▶ _Task instructions_
1. What average precision does the approach in the ProtoTransformer README reach on unseen questions?
2. Print the stretch of the ProtoTransformer README from "conda create -n" through "the NLP experiments.".

▶ _Text provided_
/prototransformer-public

PyTorch implementation for "ProtoTransformer: A Meta-Learning Approach to Providing Student Feedback" (https://arxiv.org/abs/2107.14035).

Primary LanguagePythonMIT LicenseMIT

ProtoTransformer Networks

A PyTorch implementation of ProtoTransformer: A Meta-Learning Approach to Providing Student Feedback (https://arxiv.org/abs/2107.14035). You can find a blog here (https://ai.stanford.edu/blog/prototransformer) and a press release here (https://www.nytimes.com/2021/07/20/technology/ai-education-neural-networks.html).

Abstract

High-quality computer science education is limited by the difficulty of providing instructor feedback to students at scale. While this feedback could in principle be automated, supervised approaches to predicting the correct feedback are bottlenecked by the intractability of annotating large quantities of student code. In this paper, we instead frame the problem of providing feedback as few-shot classification, where a meta-learner adapts to give feedback to student code on a new programming question from just a few examples annotated by instructors. Because data for meta-training is limited, we propose a number of amendments to the typical few-shot learning framework, including task augmentation to create synthetic tasks, and additional side information to build stronger priors about each task. These additions are combined with a transformer architecture to embed discrete sequences (e.g. code) to a prototypical representation of a feedback class label. On a suite of few-shot natural language processing tasks, we match or outperform state-of-the-art performance. Then, on a collection of student solutions to exam questions from an introductory university course, we show that our approach reaches an average precision of 88% on unseen questions, surpassing the 82% precision of teaching assistants. Our approach was successfully deployed to deliver feedback to 16,000 student exam-solutions in a programming course offered by a tier 1 university. This is, to the best of our knowledge, the first successful deployment of a machine learning based feedback to open-ended student code.

Main Intuition

With the rise of large online computer science courses, there is an abundance of high-quality content. At the same time, the sheer size of these courses makes high-quality feedback to student work more and more difficult. Several computational approaches have been proposed to automatically produce personalized feedback, but each falls short. We proposed a new AI system based on meta-learning that trains a neural network to ingest student code and output feedback. On a dataset of student solutions to Stanford’s CS106A exams, we found the AI system to match human instructors in feedback quality.

Setup / Installation

We use Python 3, PyTorch 1.7.1, PyTorch Lightning 1.1.8, and a conda environment. Consider a variation of the commands below:

conda create -n proto python=3 anaconda
conda activate proto
conda install pytorch=1.7.1 torchvision -c pytorch
pip install tqdm dotmap

Data

There are a number of datasets used in the NLP experiments.

  • From Geng et. al., we have a few-shot NLP dataset built from the Amazon corpus. We downloaded the data from this public repo.
  • From Bao et. al., we use the suite of few-shot text datasets spanning news, rcv1, reuters, etc. The data can be found here.
  • We repurpose the 20-newsgroups dataset for a few-shot topic classification task. You can download the raw 20-newsgroups datasets here.

Unfortunately, we cannot release the dataset of student responses to university level programming assignments due to privacy concerns. We are working towards a publicly share-able version in the near future.

Usage

For every fresh terminal instance, you should run

source init_env.sh

to add the correct paths to sys.path before running anything else.

To train models, try the following command:

python scripts/nlp.py <CONFIG_PATH>

where <CONFIG_PATH> points to one of the files in the configs folder. For every configuration folder, it will need to be updated with a experiment directory exp_dir and any root directories for data data_root. Those two values are currently defaulted to null which training will complain about.

To evaluate models, try the following command:

python scripts/eval/pr_text.py <EXP_DIR> --checkpoint-file <CHECKPOINT_FILE>

which will compute accuracy, precision, ROC-AUC, among other metrics.

Citation

If you find this useful for your research, please cite:

@article{wu2021prototransformer,
  title={ProtoTransformer: A Meta-Learning Approach to Providing Student Feedback},
  author={Wu, Mike and Goodman, Noah and Piech, Chris and Finn, Chelsea},
  journal={arXiv preprint arXiv:2107.14035},
  year={2021}
}

[Dataset rows]
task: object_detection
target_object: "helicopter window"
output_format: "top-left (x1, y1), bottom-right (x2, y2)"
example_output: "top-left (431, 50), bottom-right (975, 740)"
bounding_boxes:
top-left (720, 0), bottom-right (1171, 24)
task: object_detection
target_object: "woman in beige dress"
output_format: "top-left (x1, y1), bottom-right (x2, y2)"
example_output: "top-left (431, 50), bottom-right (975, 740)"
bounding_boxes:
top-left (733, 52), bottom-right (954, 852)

▶ _Results of the exercise_
1. 88%

2.
conda create -n proto python=3 anaconda
conda activate proto
conda install pytorch=1.7.1 torchvision -c pytorch
pip install tqdm dotmap

Data

There are a number of datasets used in the NLP experiments.